In chapter 5 of Politics – According to the Bible, Wayne Grudem explains the US system of government, its “separation of powers”, and the proper role of the judiciary. He goes on to argue that while the system has “worked quite well” for most of the history of the United States, there is a problem that has become increasingly evident and damaging over the last 50 years or so, namely, the judiciary moving beyond its legitimate role of interpreting and applying the law into effectively creating new laws (and without any public accountability).

[T]here was a weakness in the system that the justices on the Supreme Court discovered over time. . . . If a case came to the Supreme Court and the Constitution did not say something that the Supreme Court justices wanted it to say, or thought it should say, they could claim to “discover” new principles in the Constitution, and no one would have power to overrule them. Whenever they thought it was important, they could simply create a new law and call it an “interpretation” of some part of the Constitution, and suddenly it would become the highest law in the land! In this way the Supreme Court justices discovered that they could become the most powerful rulers in the country. (p. 132)

DATASET ENTRIES »
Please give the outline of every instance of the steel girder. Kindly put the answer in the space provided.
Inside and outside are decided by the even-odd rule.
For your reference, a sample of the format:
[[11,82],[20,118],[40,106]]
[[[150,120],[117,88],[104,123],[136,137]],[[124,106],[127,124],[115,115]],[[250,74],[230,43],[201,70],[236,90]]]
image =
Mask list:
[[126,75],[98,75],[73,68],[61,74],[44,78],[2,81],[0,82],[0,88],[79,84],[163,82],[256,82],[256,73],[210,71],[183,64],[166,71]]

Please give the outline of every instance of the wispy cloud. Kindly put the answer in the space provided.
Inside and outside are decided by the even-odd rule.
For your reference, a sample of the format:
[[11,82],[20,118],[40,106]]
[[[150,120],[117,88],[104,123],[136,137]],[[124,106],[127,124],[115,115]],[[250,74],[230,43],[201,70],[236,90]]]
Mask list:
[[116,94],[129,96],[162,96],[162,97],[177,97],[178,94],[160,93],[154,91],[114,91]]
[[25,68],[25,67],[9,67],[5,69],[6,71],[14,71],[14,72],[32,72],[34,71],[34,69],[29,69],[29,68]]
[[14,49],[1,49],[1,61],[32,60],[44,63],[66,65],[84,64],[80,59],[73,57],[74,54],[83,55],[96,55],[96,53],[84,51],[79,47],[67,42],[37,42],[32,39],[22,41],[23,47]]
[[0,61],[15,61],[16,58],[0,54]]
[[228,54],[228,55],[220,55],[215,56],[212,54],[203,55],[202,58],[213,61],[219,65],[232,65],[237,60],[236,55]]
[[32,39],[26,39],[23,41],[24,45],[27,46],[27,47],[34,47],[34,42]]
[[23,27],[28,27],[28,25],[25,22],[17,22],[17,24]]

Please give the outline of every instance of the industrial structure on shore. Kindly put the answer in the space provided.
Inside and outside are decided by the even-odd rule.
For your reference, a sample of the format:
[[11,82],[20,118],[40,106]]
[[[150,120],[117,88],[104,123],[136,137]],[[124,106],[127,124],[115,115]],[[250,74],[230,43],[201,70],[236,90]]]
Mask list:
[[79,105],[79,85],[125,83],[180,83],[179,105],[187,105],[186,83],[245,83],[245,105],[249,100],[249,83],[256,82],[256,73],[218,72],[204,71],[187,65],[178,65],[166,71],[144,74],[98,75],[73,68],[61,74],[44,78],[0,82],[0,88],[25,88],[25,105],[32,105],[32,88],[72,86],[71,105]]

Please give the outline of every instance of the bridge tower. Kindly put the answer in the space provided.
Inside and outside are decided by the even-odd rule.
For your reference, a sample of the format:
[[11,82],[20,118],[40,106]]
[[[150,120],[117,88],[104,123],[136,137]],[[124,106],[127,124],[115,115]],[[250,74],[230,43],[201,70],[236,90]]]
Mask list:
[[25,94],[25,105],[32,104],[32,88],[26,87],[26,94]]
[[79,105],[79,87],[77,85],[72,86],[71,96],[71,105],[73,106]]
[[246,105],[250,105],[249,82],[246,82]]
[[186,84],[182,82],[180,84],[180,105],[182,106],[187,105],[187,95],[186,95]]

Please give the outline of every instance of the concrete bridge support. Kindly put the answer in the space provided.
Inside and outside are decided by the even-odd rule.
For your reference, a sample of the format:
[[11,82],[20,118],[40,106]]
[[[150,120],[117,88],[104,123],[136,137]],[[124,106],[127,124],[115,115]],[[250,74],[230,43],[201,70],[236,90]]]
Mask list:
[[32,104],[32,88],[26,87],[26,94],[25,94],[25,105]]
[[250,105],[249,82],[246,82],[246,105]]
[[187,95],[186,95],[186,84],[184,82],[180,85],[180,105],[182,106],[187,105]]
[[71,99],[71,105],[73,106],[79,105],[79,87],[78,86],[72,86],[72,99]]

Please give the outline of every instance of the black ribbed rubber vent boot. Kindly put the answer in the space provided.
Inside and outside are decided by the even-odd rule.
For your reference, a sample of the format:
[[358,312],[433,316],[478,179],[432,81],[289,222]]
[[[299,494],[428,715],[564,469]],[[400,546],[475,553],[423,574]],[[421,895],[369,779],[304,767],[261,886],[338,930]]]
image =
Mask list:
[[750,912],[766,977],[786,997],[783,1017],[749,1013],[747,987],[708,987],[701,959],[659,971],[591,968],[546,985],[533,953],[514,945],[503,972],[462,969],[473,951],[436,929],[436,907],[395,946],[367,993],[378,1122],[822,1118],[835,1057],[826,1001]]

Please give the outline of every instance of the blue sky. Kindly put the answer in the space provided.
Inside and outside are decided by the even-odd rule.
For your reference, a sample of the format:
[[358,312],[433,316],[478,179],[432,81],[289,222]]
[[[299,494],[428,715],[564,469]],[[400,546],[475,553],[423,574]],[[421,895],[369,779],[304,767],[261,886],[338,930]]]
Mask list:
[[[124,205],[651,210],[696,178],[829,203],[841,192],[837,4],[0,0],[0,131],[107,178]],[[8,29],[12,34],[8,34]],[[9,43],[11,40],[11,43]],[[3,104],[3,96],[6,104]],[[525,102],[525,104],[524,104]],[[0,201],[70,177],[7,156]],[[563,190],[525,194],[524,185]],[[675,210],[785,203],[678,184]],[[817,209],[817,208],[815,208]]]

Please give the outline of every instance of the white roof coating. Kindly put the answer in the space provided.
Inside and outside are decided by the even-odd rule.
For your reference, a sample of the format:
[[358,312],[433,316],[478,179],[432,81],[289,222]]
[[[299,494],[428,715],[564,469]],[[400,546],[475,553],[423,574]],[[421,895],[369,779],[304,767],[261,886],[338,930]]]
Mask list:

PROBLEM TO WORK ON » Continue the passage on Wayne Grudem's criticism of the Supreme Court, starting after its last sentence.

RESULT OF THE TASK »
After citing Roe v. Wade as a prime example, Grudem continues:

As the Supreme Court offered more and more decisions of this nature — decisions not grounded in any law that had been passed by any Congress or any state legislature, and that were not part of what the Constitution originally meant — it became, in actual functioning, the highest governing authority in the nation. The justices discovered that they had the freedom to make up new constitutional doctrines whenever they could get a majority of five persons to do so, and they could always claim to “discover” the new doctrine in some vague principle of the Constitution or other. (p. 134)

The Supreme Court . . . not only interprets the law and judges according to the laws, but also makes new laws in the sense of new provisions it claims to find in the Constitution, based on what it thinks is good for the nation. As former Chief Justice Charles Evans Hughes said, “We are under a Constitution, but the Constitution is what the judge says it is.” (p. 135)

Grudem proceeds to discuss several other prominent examples of judicial activism before delivering his conclusions about the significance of this political issue:

I believe that the battle for the control of the judicial system is now the single most important issue for the future of the United States. On the one side of this issue are liberal judges who insist that they will continue to make and uphold new laws as they think best, calling them “interpretations” of the Constitution, and also liberal politicians, who are determined to support the actions of these activist judges. . . . On the other side of this issue are those on the more conservative end of the political spectrum, including many judges who have decided that their task is only to interpret and apply the Constitution and the laws of the nation and the states according to the original intent of those documents at the time they were written. (p. 150)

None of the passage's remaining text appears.